--- begin Listed records ---

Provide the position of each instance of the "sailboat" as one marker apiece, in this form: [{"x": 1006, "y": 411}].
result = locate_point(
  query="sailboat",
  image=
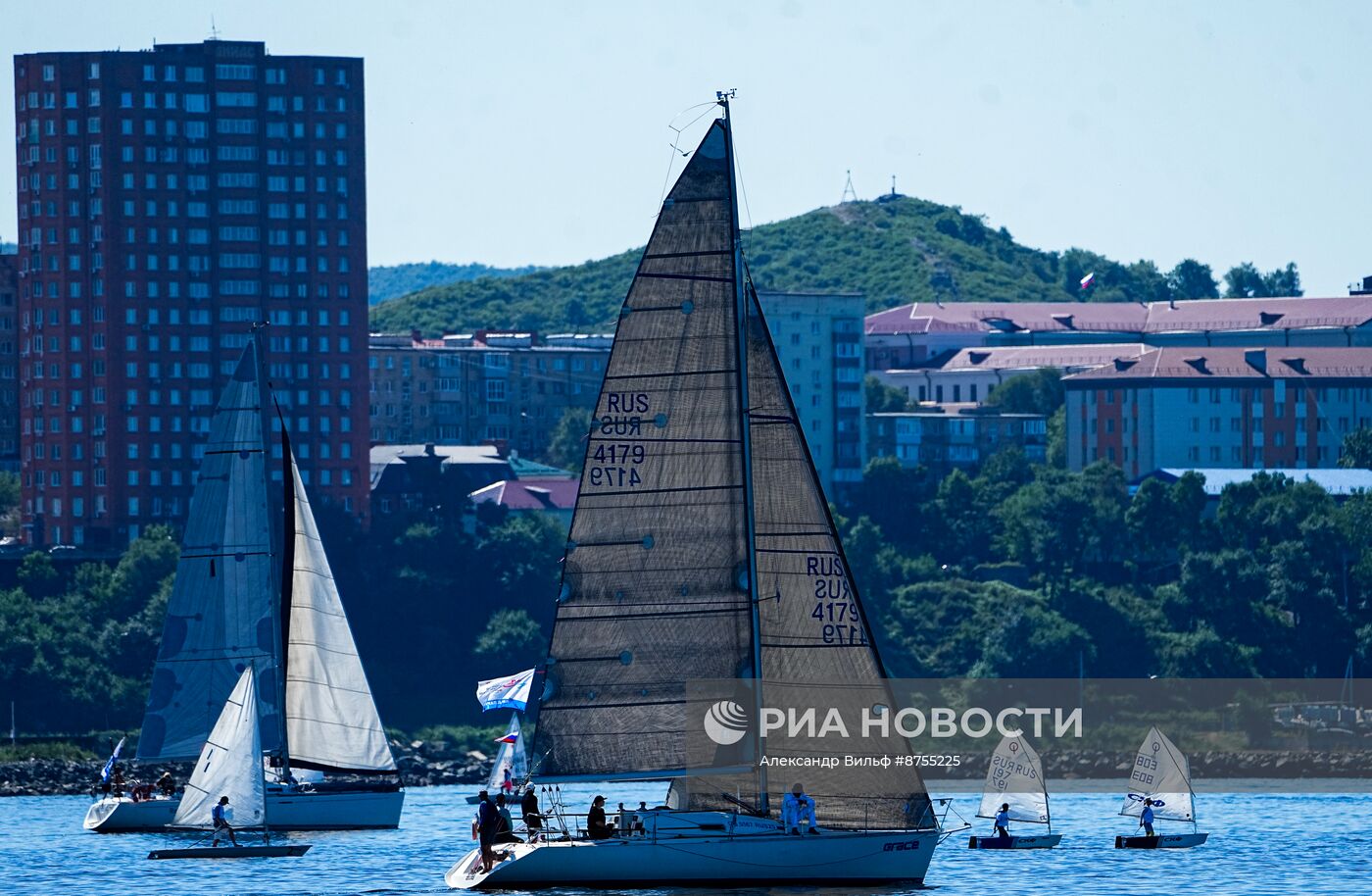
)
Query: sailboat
[
  {"x": 1015, "y": 781},
  {"x": 254, "y": 586},
  {"x": 1162, "y": 775},
  {"x": 512, "y": 759},
  {"x": 230, "y": 765},
  {"x": 702, "y": 549}
]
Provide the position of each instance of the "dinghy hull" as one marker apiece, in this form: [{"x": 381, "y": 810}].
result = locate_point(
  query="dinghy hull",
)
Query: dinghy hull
[
  {"x": 830, "y": 859},
  {"x": 287, "y": 810},
  {"x": 1161, "y": 841},
  {"x": 1043, "y": 841},
  {"x": 232, "y": 852}
]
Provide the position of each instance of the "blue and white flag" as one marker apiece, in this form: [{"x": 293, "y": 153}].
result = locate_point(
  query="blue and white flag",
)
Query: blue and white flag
[
  {"x": 109, "y": 763},
  {"x": 505, "y": 693}
]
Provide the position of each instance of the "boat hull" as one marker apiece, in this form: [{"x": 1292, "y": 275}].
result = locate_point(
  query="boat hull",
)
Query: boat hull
[
  {"x": 232, "y": 852},
  {"x": 1014, "y": 841},
  {"x": 830, "y": 859},
  {"x": 1161, "y": 841},
  {"x": 294, "y": 810}
]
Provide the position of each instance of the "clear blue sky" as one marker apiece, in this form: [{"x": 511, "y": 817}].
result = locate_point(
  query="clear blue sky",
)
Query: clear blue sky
[{"x": 537, "y": 132}]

--- end Listed records ---

* Your goal *
Return the records exactly. Don't carry the pictures over.

* Written reply *
Provide the position of each instance of the "sailboat" as one marker apiece, in this form: [{"x": 1006, "y": 411}].
result = locate_point(
  query="sailboat",
  image=
)
Query: sailboat
[
  {"x": 1015, "y": 781},
  {"x": 254, "y": 586},
  {"x": 1162, "y": 775},
  {"x": 512, "y": 759},
  {"x": 230, "y": 765},
  {"x": 702, "y": 549}
]
Provide the position of each instance of the "dinghy hull" as one marker apiece, in this form: [{"x": 381, "y": 810}].
result = locate_point(
  query="dinghy hull",
)
Query: dinghy hull
[
  {"x": 830, "y": 859},
  {"x": 287, "y": 810},
  {"x": 1161, "y": 841},
  {"x": 1043, "y": 841},
  {"x": 232, "y": 852}
]
Provide the position of each instance of the "blue and white flag" as one marker apiece, in this form: [{"x": 293, "y": 153}].
result = locate_point(
  query="blue and white flag",
)
Query: blue and white flag
[
  {"x": 109, "y": 763},
  {"x": 505, "y": 693}
]
Provide the position of each instance of the "boat hull" as one marker apiece, in this form: [{"x": 1292, "y": 275}].
result = locate_point(
  query="boat hull",
)
Query: boat hull
[
  {"x": 232, "y": 852},
  {"x": 1014, "y": 841},
  {"x": 830, "y": 859},
  {"x": 1161, "y": 841},
  {"x": 294, "y": 810}
]
Provide the position of each instance of the "clear blue sky" as one marker apiece, in this form: [{"x": 511, "y": 817}].
result = locate_point(
  query="clear blue sky",
)
Query: clear blue sky
[{"x": 537, "y": 132}]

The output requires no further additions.